Exercise data: Begin

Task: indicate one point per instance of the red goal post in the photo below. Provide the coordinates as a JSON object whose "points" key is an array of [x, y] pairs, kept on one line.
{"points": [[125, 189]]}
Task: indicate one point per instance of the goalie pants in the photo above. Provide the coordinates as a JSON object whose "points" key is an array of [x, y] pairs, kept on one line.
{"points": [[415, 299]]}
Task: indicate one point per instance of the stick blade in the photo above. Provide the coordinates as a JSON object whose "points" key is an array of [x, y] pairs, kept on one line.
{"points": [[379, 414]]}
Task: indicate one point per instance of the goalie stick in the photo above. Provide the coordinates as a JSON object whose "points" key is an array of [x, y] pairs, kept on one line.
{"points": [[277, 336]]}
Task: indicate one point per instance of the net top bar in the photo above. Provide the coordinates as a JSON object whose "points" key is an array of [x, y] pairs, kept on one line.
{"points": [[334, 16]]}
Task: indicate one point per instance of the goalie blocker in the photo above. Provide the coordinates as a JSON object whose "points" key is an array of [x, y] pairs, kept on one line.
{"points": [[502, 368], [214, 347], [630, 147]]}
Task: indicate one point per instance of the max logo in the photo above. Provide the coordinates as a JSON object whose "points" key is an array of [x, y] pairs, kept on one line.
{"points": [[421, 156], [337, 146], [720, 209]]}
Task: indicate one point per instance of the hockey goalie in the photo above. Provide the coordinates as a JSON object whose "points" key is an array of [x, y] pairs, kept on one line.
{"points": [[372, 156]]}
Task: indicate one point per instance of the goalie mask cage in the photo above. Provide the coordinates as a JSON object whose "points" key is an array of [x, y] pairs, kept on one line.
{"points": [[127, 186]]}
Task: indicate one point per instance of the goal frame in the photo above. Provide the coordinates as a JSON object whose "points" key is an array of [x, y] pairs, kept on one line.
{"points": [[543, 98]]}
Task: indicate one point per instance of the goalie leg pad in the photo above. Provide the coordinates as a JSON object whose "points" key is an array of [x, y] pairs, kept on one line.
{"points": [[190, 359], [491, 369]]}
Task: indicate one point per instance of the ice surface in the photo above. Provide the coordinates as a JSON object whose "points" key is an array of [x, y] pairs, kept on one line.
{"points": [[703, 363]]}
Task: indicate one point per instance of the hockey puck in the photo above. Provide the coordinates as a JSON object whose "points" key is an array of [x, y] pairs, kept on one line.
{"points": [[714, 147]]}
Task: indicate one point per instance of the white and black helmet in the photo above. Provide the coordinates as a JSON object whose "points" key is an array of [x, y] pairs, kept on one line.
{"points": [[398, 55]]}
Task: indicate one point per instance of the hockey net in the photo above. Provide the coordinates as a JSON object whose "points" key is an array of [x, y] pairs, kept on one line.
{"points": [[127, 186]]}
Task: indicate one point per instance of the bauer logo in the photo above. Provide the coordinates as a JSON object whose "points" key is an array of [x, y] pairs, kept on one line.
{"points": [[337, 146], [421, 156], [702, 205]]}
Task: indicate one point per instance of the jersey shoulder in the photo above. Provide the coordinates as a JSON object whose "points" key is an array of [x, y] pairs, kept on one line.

Exercise data: End

Up to and including the final line of the data above, please copy every line exactly, starting from the one that contains "Task: indicate one point per instance of the hockey net".

Task: indicate one point per instance of the hockey net in the photo above. Provide the coordinates as a JSON object whose "points" key is an array of [x, y] pairs, kept on one line.
{"points": [[127, 186]]}
Task: indicate one point per instance of the bauer logo in the photo above. Provide the coordinates as a JSON object whose "points" key is an array of [x, y] pairs, kept on one line.
{"points": [[337, 146], [421, 156], [702, 205]]}
Task: indicate one point per instance of the jersey shoulder in the photo above. Provide the coordinates as a JSON object whose "points" key is an array of [x, y] pairs, kept on one line.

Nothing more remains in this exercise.